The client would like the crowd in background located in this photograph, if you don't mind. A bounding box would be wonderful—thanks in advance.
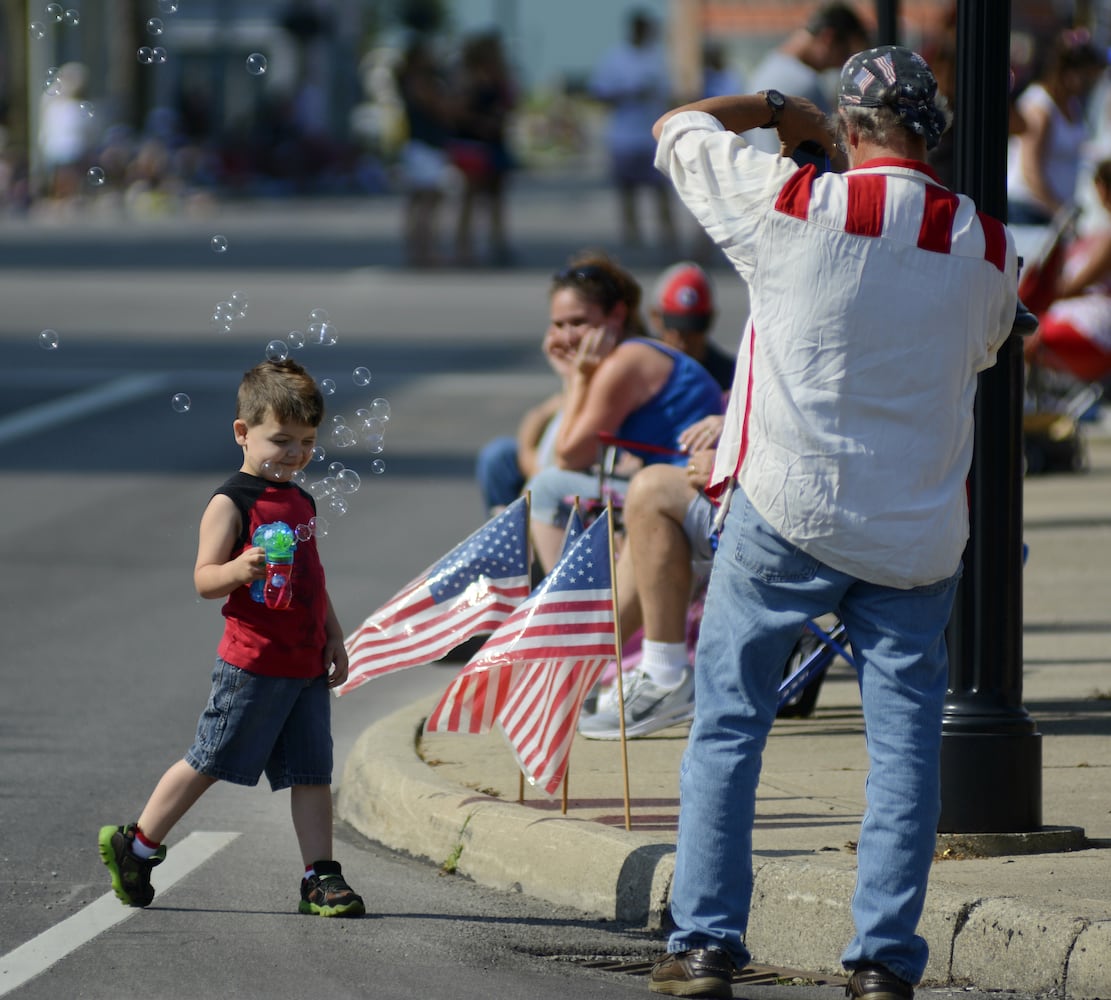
[0,4,1111,273]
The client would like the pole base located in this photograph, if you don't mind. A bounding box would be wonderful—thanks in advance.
[938,732,1042,833]
[934,827,1089,861]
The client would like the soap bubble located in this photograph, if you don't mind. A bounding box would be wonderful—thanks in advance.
[259,459,290,482]
[307,323,340,347]
[336,469,362,493]
[332,423,358,448]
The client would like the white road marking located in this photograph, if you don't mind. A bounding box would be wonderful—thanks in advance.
[0,373,169,444]
[0,832,239,997]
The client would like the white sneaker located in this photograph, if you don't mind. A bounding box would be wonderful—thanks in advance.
[579,669,694,740]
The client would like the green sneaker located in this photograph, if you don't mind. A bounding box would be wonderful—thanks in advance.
[298,861,367,917]
[97,823,166,907]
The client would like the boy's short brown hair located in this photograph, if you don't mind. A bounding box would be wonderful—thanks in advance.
[236,358,324,427]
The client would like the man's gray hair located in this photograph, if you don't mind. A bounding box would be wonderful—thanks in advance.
[835,94,953,146]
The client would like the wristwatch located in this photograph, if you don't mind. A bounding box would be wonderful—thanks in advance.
[760,90,787,129]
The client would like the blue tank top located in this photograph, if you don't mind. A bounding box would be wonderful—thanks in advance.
[618,337,722,466]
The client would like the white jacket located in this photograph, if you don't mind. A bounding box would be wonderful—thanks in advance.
[655,111,1018,588]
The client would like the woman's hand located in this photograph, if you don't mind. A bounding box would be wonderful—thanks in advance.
[574,323,619,379]
[687,448,717,490]
[679,413,725,453]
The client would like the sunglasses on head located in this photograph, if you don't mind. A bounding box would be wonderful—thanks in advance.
[552,264,621,308]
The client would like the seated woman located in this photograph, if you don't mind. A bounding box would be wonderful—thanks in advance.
[1024,160,1111,382]
[526,252,722,571]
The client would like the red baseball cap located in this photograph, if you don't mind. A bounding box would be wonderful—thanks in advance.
[654,261,713,333]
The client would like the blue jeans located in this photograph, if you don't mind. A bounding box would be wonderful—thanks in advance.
[474,437,524,510]
[186,662,332,791]
[668,490,959,983]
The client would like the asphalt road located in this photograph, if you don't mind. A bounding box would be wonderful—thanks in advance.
[0,187,1044,1000]
[0,190,693,998]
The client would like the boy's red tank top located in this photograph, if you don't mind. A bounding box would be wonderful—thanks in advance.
[212,472,328,678]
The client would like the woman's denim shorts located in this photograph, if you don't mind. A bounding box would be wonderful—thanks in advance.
[186,658,332,791]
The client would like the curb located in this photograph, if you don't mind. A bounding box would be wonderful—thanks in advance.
[337,701,1111,1000]
[337,701,674,928]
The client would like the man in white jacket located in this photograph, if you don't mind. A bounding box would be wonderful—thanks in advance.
[651,46,1018,1000]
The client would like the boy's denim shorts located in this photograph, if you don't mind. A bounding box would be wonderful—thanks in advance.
[186,658,332,791]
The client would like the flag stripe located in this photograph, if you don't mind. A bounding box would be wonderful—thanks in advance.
[336,498,529,694]
[424,513,615,794]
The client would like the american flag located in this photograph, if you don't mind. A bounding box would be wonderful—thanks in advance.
[424,511,615,794]
[336,497,529,694]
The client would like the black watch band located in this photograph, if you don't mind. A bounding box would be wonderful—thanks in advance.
[760,90,787,129]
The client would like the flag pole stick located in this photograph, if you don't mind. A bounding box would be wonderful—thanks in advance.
[517,490,533,804]
[605,499,632,831]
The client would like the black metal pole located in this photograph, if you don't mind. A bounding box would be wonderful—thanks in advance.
[938,0,1041,833]
[875,0,899,46]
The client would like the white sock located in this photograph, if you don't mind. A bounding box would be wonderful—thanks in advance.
[640,639,688,688]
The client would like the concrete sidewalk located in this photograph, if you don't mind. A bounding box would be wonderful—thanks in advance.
[339,437,1111,998]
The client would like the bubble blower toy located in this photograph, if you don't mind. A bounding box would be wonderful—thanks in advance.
[251,521,297,610]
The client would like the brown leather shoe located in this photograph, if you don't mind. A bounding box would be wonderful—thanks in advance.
[844,966,914,1000]
[648,948,734,1000]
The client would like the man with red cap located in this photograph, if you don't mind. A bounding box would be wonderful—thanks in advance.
[650,46,1018,1000]
[649,260,737,392]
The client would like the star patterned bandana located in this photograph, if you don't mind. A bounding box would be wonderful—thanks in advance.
[838,46,945,149]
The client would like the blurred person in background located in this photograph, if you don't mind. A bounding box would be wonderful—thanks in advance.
[449,31,517,264]
[590,10,675,256]
[398,34,459,268]
[1007,28,1107,226]
[39,62,93,201]
[742,0,869,166]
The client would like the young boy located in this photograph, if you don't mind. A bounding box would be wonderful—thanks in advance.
[99,361,364,917]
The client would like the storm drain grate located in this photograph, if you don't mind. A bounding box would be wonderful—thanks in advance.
[570,957,848,987]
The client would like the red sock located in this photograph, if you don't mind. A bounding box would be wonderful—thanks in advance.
[136,827,161,851]
[131,827,159,858]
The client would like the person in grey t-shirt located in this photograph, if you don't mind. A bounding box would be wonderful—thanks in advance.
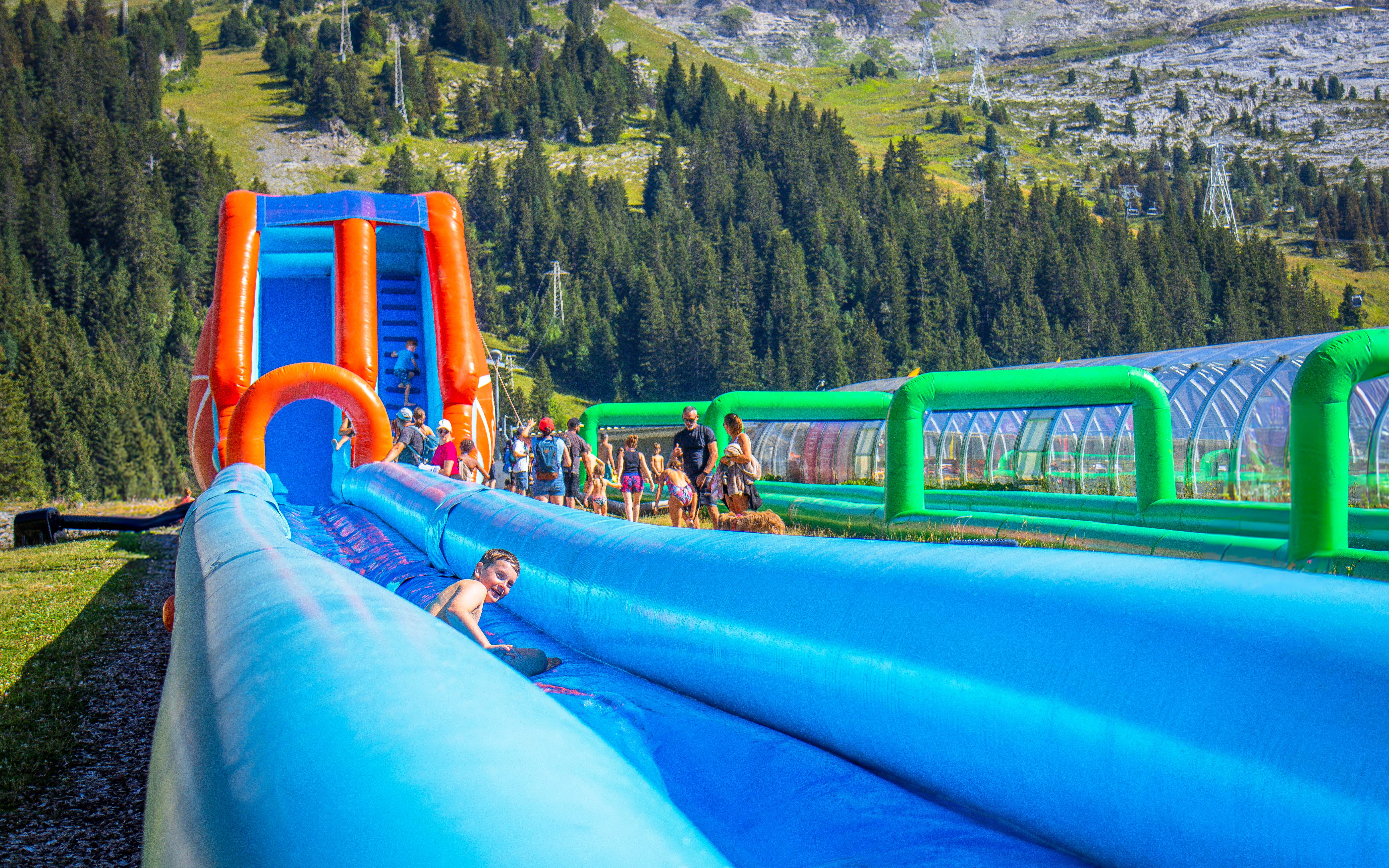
[560,418,592,507]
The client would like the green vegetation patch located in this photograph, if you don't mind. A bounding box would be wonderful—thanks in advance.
[0,535,149,811]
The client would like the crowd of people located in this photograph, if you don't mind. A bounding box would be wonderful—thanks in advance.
[343,397,763,528]
[502,407,761,528]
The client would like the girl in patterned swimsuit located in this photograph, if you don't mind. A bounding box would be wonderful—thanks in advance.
[656,447,699,529]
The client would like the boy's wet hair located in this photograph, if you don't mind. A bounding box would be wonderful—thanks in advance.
[478,549,521,575]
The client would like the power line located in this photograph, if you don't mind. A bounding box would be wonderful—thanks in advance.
[917,18,940,82]
[338,0,351,63]
[542,260,570,325]
[1120,183,1143,217]
[390,25,410,128]
[970,46,993,105]
[1201,143,1239,232]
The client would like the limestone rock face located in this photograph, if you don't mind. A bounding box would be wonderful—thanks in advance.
[620,0,1300,67]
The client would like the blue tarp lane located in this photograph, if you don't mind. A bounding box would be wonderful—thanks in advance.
[285,505,1085,868]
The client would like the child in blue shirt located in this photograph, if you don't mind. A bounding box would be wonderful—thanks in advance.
[386,337,419,407]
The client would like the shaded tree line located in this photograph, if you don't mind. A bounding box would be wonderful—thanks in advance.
[0,0,235,499]
[467,58,1335,400]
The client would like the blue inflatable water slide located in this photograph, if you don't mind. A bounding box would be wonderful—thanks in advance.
[143,197,1389,868]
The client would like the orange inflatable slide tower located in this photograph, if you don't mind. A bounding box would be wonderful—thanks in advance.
[188,190,494,504]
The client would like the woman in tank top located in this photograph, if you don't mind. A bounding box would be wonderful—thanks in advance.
[620,435,654,521]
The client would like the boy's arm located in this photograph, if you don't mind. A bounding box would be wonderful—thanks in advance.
[442,582,511,651]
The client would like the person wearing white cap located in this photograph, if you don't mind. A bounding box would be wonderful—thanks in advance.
[429,419,463,479]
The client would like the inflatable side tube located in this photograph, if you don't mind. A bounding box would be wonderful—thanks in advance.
[339,465,1389,868]
[143,464,727,868]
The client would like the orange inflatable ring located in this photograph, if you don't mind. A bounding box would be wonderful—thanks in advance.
[227,361,392,467]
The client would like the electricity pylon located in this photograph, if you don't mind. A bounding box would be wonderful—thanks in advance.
[540,260,570,325]
[1120,183,1143,217]
[390,25,410,128]
[338,0,351,63]
[970,46,992,105]
[917,18,940,82]
[1201,144,1239,232]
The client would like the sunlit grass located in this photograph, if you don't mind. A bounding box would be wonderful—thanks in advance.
[0,536,147,810]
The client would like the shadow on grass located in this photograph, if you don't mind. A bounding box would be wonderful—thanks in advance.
[0,540,149,814]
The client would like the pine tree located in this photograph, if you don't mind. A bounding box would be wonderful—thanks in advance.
[0,358,46,500]
[421,54,443,118]
[380,144,424,193]
[531,356,558,419]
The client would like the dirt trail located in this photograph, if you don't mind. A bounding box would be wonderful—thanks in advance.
[0,528,178,868]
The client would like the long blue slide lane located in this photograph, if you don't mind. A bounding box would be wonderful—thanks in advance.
[286,505,1083,868]
[343,464,1389,868]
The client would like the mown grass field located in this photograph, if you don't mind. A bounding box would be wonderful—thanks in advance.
[0,535,157,811]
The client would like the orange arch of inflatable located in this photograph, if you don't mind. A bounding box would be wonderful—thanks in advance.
[227,361,390,467]
[424,193,496,468]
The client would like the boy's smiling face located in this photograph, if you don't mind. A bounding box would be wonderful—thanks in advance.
[472,561,518,603]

###

Do this:
Can you print, word for word, the lines between the one containing "The client would like the black metal" and the one containing "[649,260,737,392]", inclusive?

Answer to this task:
The client would like the black metal pole located in this photograph, if you don't mind. A bounding box would be wonderful—thanks in advance.
[938,0,1041,833]
[875,0,899,46]
The client would like the white sock located in this photograph, if you don't mind. A bounding box would be wonderful—thanks in advance.
[640,639,688,688]
The client would like the concrete sidewalk located in this photograph, if you don't mind. A bounding box would be wonderful—thanks in advance.
[339,437,1111,998]
The client would like the bubble blower toy located in this photograph, if you don't mind. A bounding box would be wonderful—thanks in advance.
[251,521,297,610]
The client would like the brown leather shoe located in this photograph, if you don't mind. A bounding box would be wonderful—thanks in advance.
[844,966,914,1000]
[648,948,734,1000]
The client would like the man with red cap located in this photograph, if you don't mind. A bounding box would be wonderful—thanks in advance.
[650,46,1018,1000]
[649,260,737,392]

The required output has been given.